- Task description
Please transcribe exactly the lines from the one containing "point_to finds the tower" through the end of the records below, both included, and nothing else.

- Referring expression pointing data
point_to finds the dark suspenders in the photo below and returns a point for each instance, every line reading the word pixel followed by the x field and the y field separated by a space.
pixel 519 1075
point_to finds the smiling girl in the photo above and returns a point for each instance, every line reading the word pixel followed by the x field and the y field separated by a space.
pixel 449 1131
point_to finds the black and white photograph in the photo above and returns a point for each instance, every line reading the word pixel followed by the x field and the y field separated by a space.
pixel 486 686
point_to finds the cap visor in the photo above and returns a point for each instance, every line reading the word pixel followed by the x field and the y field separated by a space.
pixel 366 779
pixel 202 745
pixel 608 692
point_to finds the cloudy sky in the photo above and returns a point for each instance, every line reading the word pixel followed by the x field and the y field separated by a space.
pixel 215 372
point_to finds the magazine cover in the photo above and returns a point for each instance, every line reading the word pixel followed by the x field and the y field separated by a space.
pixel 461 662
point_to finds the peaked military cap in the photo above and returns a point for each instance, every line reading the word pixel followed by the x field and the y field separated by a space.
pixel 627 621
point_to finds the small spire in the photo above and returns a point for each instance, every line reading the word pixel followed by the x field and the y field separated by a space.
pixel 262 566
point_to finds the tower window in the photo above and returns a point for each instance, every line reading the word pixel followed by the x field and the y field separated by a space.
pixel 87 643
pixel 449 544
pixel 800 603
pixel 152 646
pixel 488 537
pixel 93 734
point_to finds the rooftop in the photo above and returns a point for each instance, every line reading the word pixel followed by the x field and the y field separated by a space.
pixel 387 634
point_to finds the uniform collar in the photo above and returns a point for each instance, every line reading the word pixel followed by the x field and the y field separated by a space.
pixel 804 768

- Result for this task
point_to finds the tower window in the photo above and returns a point for each instance, every line reading the word pixel followed by the x field and the y field separated by a space.
pixel 87 643
pixel 449 544
pixel 800 603
pixel 152 646
pixel 488 537
pixel 93 734
point_to finds the rooftop in the photo above and returns a point for each instance, every line reading the word pixel followed by the x field and the y field separated by a space.
pixel 387 634
point_to finds the uniform collar in the photo above and returns a point for each instance, every line reading the word pixel followed by the x field and the y field separated by a space.
pixel 804 768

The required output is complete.